— Text section —
********************

But by nightfall separatists still held the regional administration building in Donetsk and the Ukrainian Security Service (SBU) building in Luhansk, both of which have been fortified with barricades.
The SBU claimed on Tueday night that militants in Luhansk were holding 60 people hostage in a government building that had been rigged with explosives.
Activists in Luhansk have reportedly armed themselves with Kalashnikov assault rifles from the SBU's armoury.
Sergei Lavrov, the Russian foreign minister, said that he and Mr Kerry had agreed to four way talks between Russia, Ukraine, the United States and the European Union in coming days.
The EU confirmed the meeting will take place and will involve US Secretary of State John Kerry, EU foreign policy chief Catherine Ashton, Russian Foreign Minister Sergei Lavrov and Ukraine’s Foreign Minister Andriy Deshchytsia.
Separately, an EU diplomat said the EU plans to set up a special support group to help Ukraine stabilise its precarious economy and political situation.
“[Baroness Ashton] continues the diplomatic efforts aiming at de-escalating the situation in Ukraine. In this context she will meet foreign ministers of the US, Russian Federation and Ukraine next week,” her spokeswoman said.
Further details of the meeting, which will be held at an unspecified location in Europe, are still being worked on. In the meantime Kiev is positioning for a crackdown on the pro-Russian uprisings.
In an emergency session, the Ukrainian parliament passed a bill significantly increasing punishments for separatism in response to the events on Tuesday. Fistfights broke out in the chamber between nationalist and pro-Kremlin MPs.
The Ukrainian security services are walking a tightrope between the perceived need for a forceful response and fears of providing a pretext for Russian intervention.
Arsen Avakov, the acting interior minister who personally directed the operation in Kharkiv, has said he has given orders to avoid violence and to clear buildings without bloodshed. He insisted that Tuesday's raid was completed with "not one shot, stun grenade or other special equipment [being used]".
Questions have also arisen about the loyalty of police and troops and the level of Russian penetration into the SBU in Ukraine's eastern provinces.
Mr Avakov said much police behaviour in Kharkiv during the two days he commanded operations there "resembled sabotage more than service," and warned that both commanders and rank and file officers may be fired over disloyalty.

********************

— Supplied records —
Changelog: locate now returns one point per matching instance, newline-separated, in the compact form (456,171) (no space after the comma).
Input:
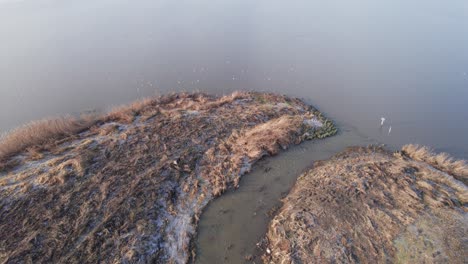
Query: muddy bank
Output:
(130,187)
(367,205)
(232,225)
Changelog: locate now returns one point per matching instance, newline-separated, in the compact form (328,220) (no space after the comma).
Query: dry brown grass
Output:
(40,132)
(131,189)
(366,205)
(442,161)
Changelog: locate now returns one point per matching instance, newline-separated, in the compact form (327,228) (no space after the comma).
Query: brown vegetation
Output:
(130,188)
(41,132)
(367,205)
(442,161)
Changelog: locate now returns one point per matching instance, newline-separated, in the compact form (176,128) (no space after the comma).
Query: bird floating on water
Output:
(382,120)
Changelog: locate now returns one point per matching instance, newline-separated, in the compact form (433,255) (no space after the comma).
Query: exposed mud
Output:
(131,187)
(367,205)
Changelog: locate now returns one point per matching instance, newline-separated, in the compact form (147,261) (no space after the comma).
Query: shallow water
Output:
(406,61)
(234,223)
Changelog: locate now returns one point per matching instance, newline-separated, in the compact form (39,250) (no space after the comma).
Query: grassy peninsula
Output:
(130,185)
(368,205)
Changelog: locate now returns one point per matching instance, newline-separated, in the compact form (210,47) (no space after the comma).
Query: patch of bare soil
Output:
(130,188)
(367,205)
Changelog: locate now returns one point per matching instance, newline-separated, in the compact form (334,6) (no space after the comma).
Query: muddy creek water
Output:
(405,61)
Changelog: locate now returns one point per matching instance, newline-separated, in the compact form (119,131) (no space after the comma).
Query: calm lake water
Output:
(404,60)
(355,60)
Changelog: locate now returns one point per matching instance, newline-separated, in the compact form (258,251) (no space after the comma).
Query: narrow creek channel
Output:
(232,225)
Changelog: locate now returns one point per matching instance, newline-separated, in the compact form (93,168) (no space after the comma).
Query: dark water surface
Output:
(355,60)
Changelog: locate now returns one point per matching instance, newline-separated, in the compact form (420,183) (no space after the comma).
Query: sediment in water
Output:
(129,186)
(367,205)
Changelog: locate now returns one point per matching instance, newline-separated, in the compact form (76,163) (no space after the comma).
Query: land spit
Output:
(129,186)
(367,205)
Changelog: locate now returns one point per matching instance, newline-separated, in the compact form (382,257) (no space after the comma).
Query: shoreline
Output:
(119,181)
(372,205)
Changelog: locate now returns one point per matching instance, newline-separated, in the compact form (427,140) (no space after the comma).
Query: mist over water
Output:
(405,61)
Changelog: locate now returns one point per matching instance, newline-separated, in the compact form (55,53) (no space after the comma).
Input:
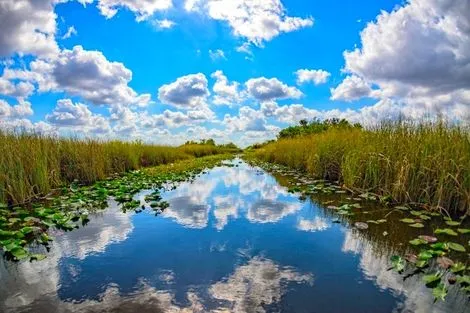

********************

— Assigned task —
Could you carry on the news report above about the pro-Russian uprisings in eastern Ukraine, starting right after its final sentence?

— Response to the exercise —
One uniformed border guard told a Telegraph reporter who crossed into Ukraine from Russia on Tuesday morning that his loyalties lay on the other side of the frontier.
"We're all from Russia, the Russians are our brothers," the man said, unprompted. "We want nothing to do with those Banderisti from the west," he said, referring to a Second World War era nationalist movement lionised by many in western Ukraine but viewed in Russia as Nazi collaborators.
Pro-Russian protesters who remained on the square outside the Kharkiv regional administration on Tuesday called the accusations of separatism and Russian funding a smear campaign.
"The government is packed with people from the west who have no understanding and no concern about our lives and economic situation, and they are dictating to us how to live" said Alexander Pisachov, 50, a small businessman who sells hats.
Another confessed that unification with Russia was a "secret dream".
"Sure, I'd like to live in a single state with Russia, but it is politically impossible," said a man who declined to give his name.
Inside the regional administration building, local government employees and cleaning staff picking through the tires, cobblestones and broken glass left behind by the brief occupation were left unimpressed.
"I'm not going to comment on their aims," said one employee of the regional health department clearing her office on the fourth floor. "But honestly. If you're going to steal our computers please, just take them. Why do you have to throw our pot plants on the floor too?"
The USS Donald Cook, a guided missile destroyer, entered the Black Sea on Tuesday – a move that was announced last week.